▼

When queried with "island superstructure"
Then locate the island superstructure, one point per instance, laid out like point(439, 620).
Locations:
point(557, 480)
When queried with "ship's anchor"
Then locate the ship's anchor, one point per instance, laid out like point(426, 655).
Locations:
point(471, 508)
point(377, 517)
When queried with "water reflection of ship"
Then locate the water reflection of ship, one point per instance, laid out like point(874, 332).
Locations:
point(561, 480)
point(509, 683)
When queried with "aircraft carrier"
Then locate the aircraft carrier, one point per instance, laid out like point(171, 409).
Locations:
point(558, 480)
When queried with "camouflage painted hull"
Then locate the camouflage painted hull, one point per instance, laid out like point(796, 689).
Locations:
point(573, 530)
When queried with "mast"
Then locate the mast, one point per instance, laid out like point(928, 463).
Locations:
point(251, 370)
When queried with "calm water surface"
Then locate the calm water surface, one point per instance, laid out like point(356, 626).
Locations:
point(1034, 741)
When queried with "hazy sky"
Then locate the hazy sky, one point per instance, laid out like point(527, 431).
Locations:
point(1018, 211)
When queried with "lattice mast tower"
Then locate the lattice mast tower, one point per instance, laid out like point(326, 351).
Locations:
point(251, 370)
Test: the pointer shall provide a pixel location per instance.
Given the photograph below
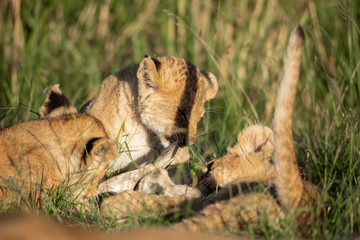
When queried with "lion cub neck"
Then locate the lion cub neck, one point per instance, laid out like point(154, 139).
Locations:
point(148, 106)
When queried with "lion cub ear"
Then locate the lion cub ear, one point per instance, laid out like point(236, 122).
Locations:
point(211, 84)
point(56, 104)
point(148, 73)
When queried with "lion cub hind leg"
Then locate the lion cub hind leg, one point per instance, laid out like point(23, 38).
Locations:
point(56, 104)
point(236, 214)
point(98, 155)
point(131, 202)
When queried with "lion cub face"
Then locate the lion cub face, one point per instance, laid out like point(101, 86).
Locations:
point(172, 93)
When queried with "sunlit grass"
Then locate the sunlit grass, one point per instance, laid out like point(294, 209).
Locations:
point(79, 43)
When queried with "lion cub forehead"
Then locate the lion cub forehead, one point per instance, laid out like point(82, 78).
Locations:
point(178, 71)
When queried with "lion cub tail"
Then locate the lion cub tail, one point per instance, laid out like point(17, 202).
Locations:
point(288, 180)
point(56, 104)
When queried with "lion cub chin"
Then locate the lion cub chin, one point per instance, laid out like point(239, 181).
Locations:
point(152, 107)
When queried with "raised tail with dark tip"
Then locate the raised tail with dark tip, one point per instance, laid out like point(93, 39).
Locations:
point(288, 180)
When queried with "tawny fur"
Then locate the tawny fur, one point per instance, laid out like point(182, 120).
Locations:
point(249, 161)
point(292, 191)
point(150, 105)
point(71, 149)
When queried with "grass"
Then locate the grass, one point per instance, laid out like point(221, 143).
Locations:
point(79, 43)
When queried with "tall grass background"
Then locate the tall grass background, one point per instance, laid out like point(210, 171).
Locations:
point(79, 43)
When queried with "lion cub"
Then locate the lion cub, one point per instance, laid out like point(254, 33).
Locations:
point(234, 206)
point(64, 147)
point(151, 106)
point(256, 145)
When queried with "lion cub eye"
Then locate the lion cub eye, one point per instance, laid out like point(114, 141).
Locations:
point(183, 114)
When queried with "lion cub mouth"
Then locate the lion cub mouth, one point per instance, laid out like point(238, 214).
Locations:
point(180, 139)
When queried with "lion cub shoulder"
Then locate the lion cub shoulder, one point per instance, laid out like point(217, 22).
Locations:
point(151, 106)
point(62, 147)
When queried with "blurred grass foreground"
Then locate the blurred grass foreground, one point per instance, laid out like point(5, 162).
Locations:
point(79, 43)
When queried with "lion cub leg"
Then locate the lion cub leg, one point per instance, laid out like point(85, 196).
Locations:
point(99, 154)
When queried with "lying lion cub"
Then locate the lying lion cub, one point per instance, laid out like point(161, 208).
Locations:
point(64, 147)
point(247, 162)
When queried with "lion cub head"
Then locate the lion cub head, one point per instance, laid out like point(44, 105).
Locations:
point(172, 93)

▲

Instruction →
Strip out the pictures and quote the remaining data word for word.

Solution to the exercise →
When queried with "island superstructure"
Then locate the island superstructure, one point per instance, laid out like point(439, 620).
Locations:
point(557, 480)
When queried with "ship's anchor"
Then locate the ship's anchor, one point per instance, laid out like point(426, 655).
Locations:
point(471, 508)
point(377, 517)
When queried with "water reflection of ship"
Then locate the water reflection of ship, one point per instance, laid out like point(874, 332).
Locations:
point(561, 480)
point(509, 683)
When queried with "aircraft carrier"
Then locate the aircraft carrier, one point per instance, laid out like point(171, 409).
Locations:
point(558, 480)
When queried with "camouflage painted hull"
Then locate the camouflage painted hull, one point per instance, laid out like point(796, 689).
Locations:
point(573, 530)
When queried with "mast"
Then locate the mast, one point per instance, laid out like point(928, 463).
Locations:
point(251, 370)
When queried with "calm water surface"
Then locate the calm water surface, one point per instance, laid out like point(356, 626).
Locations:
point(1034, 741)
When queried with "hazy sky"
Then locate the hazy sky, one point per instance, laid out like point(527, 431).
Locations:
point(1018, 211)
When queried with "lattice mast tower"
Then locate the lattice mast tower, one point per instance, laid out like point(326, 351).
Locations:
point(251, 370)
Test: the pointer shall provide a pixel location per instance.
Given the photograph below
When queried with "lion cub neck"
Then locate the lion cub neck, one point per instance, laid out like point(154, 139).
Locations:
point(148, 106)
When queried with "lion cub ear"
Then locate the lion cub ear, one point per instance, laid out like point(236, 122).
Locations:
point(211, 84)
point(56, 104)
point(148, 73)
When queried with "lion cub hind leg"
Then locate the lion cub hind leg, one point per instance, laid out like point(23, 38).
Locations:
point(56, 104)
point(236, 214)
point(98, 155)
point(131, 202)
When queried with "lion cub face"
Then locate the lion cub face, one point per instance, laid out like point(101, 86).
Locations:
point(172, 93)
When queried with "sunlit grass"
Then locate the sunlit grass, one point per instance, laid out like point(294, 209).
Locations:
point(79, 43)
When queried with "lion cub forehead"
Then locate the lion cub forehead, one point per instance, laid out like point(82, 78).
Locations:
point(178, 71)
When queried with "lion cub tail"
Then locate the lion cub tail, one point per instance, laid out like point(17, 202).
Locations:
point(288, 180)
point(56, 104)
When queried with "lion cub chin"
Then locate the lion cub chin, one point per instance, laid out like point(239, 181).
Locations:
point(152, 107)
When queried with "raised tail with dark tip"
Then locate the raised tail with dark tip, one point per instance, laid out like point(93, 39).
Locations:
point(288, 180)
When queried with "tawny fur"
Then locate the tawny fur, one point per instance, laid out like point(182, 120).
Locations:
point(249, 161)
point(292, 191)
point(150, 105)
point(71, 149)
When queried with "grass"
Then locate the grass, one point per instance, laid out like point(221, 143).
Locations:
point(79, 43)
When queried with "tall grass background"
Then locate the tall grass background, one point per instance, laid out like point(210, 171).
Locations:
point(79, 43)
When queried with "lion cub"
Then locate the lion cub, one point per instance, laid out like point(254, 33).
Locations:
point(234, 206)
point(64, 147)
point(151, 106)
point(256, 145)
When queried with "lion cub eye"
Then locate the lion cub eye, one point per instance, laid out like point(114, 141).
Locations:
point(183, 114)
When queried with "lion cub mouth"
Then locate the lion cub mouth, one point per instance, laid out like point(238, 214).
Locations:
point(180, 139)
When queried with "lion cub shoulder"
Then locate the lion cub shoulder, one point per instance, laid out like point(217, 22).
Locations:
point(151, 106)
point(62, 147)
When queried with "blurred grass foreground"
Then locate the blurred grass foreground, one point per instance, laid out like point(5, 162).
Locations:
point(79, 43)
When queried with "lion cub leg"
Then locate the lion cub leg, one point per instance, laid out like point(85, 196).
Locations:
point(99, 154)
When queried with "lying lion cub"
Then locate the lying lion cub, one point per instance, laid out like point(161, 208).
Locations:
point(64, 147)
point(247, 162)
When queried with "lion cub head"
Then locate the lion cub head, one point per instance, laid out like point(44, 105).
Locations:
point(172, 93)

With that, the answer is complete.